__Work to complete__.
Set down all of the records exactly, leaving none out.

__Input material__.

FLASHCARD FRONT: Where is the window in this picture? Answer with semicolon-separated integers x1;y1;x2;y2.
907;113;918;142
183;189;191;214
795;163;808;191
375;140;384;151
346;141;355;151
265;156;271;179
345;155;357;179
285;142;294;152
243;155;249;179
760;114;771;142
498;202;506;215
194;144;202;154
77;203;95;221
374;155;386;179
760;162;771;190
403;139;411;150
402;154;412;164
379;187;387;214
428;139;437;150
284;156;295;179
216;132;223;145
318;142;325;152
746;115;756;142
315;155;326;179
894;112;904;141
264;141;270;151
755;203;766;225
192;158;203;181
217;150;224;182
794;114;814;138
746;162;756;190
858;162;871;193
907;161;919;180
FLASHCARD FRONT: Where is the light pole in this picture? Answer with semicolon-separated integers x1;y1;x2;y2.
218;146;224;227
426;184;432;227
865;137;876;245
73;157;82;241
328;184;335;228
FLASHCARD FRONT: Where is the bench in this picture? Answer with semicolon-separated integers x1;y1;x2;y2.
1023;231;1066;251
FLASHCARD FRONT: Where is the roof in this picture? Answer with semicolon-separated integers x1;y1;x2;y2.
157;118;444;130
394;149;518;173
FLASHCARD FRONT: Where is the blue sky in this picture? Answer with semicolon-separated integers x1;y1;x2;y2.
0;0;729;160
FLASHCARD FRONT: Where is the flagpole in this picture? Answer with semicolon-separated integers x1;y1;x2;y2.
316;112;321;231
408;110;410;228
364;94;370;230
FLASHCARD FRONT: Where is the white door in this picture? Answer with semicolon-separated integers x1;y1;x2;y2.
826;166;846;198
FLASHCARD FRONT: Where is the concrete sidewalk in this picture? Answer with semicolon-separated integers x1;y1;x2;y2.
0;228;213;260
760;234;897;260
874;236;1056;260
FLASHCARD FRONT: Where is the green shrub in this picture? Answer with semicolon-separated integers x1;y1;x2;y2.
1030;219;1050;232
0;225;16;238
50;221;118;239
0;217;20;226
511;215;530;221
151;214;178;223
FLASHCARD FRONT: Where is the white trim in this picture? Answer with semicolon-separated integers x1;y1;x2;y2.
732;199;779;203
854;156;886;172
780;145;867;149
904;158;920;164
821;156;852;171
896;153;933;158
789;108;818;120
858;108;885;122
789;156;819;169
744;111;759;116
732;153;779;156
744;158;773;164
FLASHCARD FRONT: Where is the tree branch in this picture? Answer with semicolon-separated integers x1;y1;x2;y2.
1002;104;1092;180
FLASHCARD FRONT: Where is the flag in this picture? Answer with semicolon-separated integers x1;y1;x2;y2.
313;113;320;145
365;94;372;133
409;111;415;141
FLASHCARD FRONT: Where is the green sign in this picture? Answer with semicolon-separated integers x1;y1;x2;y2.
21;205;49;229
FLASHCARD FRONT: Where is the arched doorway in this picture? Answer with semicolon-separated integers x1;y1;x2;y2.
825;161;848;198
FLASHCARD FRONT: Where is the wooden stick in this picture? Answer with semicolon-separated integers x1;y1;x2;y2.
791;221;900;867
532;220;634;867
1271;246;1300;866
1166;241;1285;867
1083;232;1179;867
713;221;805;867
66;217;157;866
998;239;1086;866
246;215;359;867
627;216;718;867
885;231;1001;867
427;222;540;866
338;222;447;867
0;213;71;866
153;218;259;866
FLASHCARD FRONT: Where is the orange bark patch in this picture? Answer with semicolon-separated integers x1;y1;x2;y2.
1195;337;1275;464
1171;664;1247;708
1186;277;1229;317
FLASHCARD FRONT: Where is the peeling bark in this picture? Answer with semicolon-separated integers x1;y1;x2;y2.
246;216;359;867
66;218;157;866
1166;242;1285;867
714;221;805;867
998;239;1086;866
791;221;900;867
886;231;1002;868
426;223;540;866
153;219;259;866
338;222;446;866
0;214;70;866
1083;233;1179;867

__Response__.
FLASHCARD FRONT: Where is the window in this picture? Answer with semicolon-separated integers x1;y1;x2;y2.
907;113;918;142
183;189;191;214
795;163;808;191
375;140;384;151
346;141;355;151
265;156;271;179
345;155;357;179
285;142;294;152
243;155;249;179
760;114;771;142
498;202;506;215
194;144;202;154
77;203;95;221
374;155;386;179
760;162;771;190
403;139;411;150
402;154;412;164
379;187;387;214
428;139;437;150
284;156;295;179
216;132;223;145
318;142;325;152
746;115;756;142
315;155;326;179
894;112;904;141
264;141;270;151
755;203;766;225
192;158;203;181
217;150;224;182
794;114;814;138
746;162;756;190
858;162;871;193
907;161;919;180
FLASHCARD FRONT: Where is the light pole in this picture? Answer with semicolon-separated integers x1;y1;x2;y2.
218;146;224;227
426;184;432;227
865;137;876;245
73;157;82;241
328;184;335;228
FLASHCARD FRONT: Where is the bench in this picture? Answer with semicolon-separated integers x1;y1;x2;y2.
1023;231;1066;251
FLASHCARD FRONT: Where is the roof in this picture? Answer with semicolon-separated integers x1;y1;x2;y2.
157;118;444;130
394;149;518;173
FLASHCARD FRONT: Where is the blue sky in this picture? Answer with semicolon-separated integers x1;y1;x2;y2.
0;0;729;160
FLASHCARD FRONT: Where is the flagpole in this picture? Answer with semicolon-separated integers x1;y1;x2;y2.
316;112;321;231
408;110;410;228
364;94;370;230
FLASHCARD FRONT: Where is the white door in this picture? Answer with semicolon-separated integers x1;y1;x2;y2.
826;166;846;198
FLASHCARD FRONT: Where is the concrete sidewalk in this picture? Answer with semicolon-separated integers x1;y1;x2;y2.
0;228;213;260
760;234;897;260
874;236;1056;260
FLASHCARD FRONT: Where is the green shrub in this picture? Answer with semicolon-separated integers x1;y1;x2;y2.
1030;219;1050;232
0;225;16;238
50;221;118;239
0;217;20;226
511;215;530;221
151;214;178;223
FLASHCARD FRONT: Where is the white trim in this picture? Answer with semicolon-separated integers x1;y1;x2;y2.
732;199;779;203
854;156;886;172
780;145;867;149
904;158;920;164
821;156;852;171
896;153;933;158
789;108;818;120
858;108;885;122
789;156;819;169
744;111;759;116
732;153;779;156
744;158;773;164
FLASHCARD FRONT: Where is the tree branch in this picture? Answer with semicolon-separated integers x1;y1;x2;y2.
1002;104;1092;180
FLASHCARD FRONT: Where is the flag in this picture? Answer with semicolon-separated integers x1;y1;x2;y2.
313;113;320;145
365;94;372;133
409;111;415;141
FLASHCARD FRONT: Where is the green sign in this picture? Answer with semicolon-separated integers x1;y1;x2;y2.
21;205;49;229
FLASHCARD FRONT: Where is the arched doorway in this picture? Answer with semicolon-separated integers x1;y1;x2;y2.
825;161;848;198
FLASHCARD FRONT: Where is the wooden stick in this picture? Answer with semicolon-separated integers x1;y1;x2;y2.
791;221;900;867
532;220;634;867
1271;246;1300;866
1166;241;1285;867
1083;232;1179;867
713;221;805;867
66;217;157;866
998;239;1086;866
246;215;359;867
627;216;718;867
885;231;1001;867
427;222;540;866
338;222;447;867
0;213;71;866
153;218;259;866
FLASHCARD FRONT: Where is the orange bark patch in this picture? Answer with semicolon-separated integers x1;y1;x2;y2.
1195;337;1275;464
1171;664;1247;708
1186;277;1229;317
FLASHCARD FRONT: Where is the peeling bark in this picture? Answer with semicolon-separated integers x1;y1;x2;y2.
246;216;359;867
66;218;157;866
1166;242;1285;867
714;221;805;867
998;239;1086;866
791;221;900;867
886;231;1002;868
426;223;540;866
153;219;259;866
338;222;446;866
0;214;70;866
1083;233;1179;867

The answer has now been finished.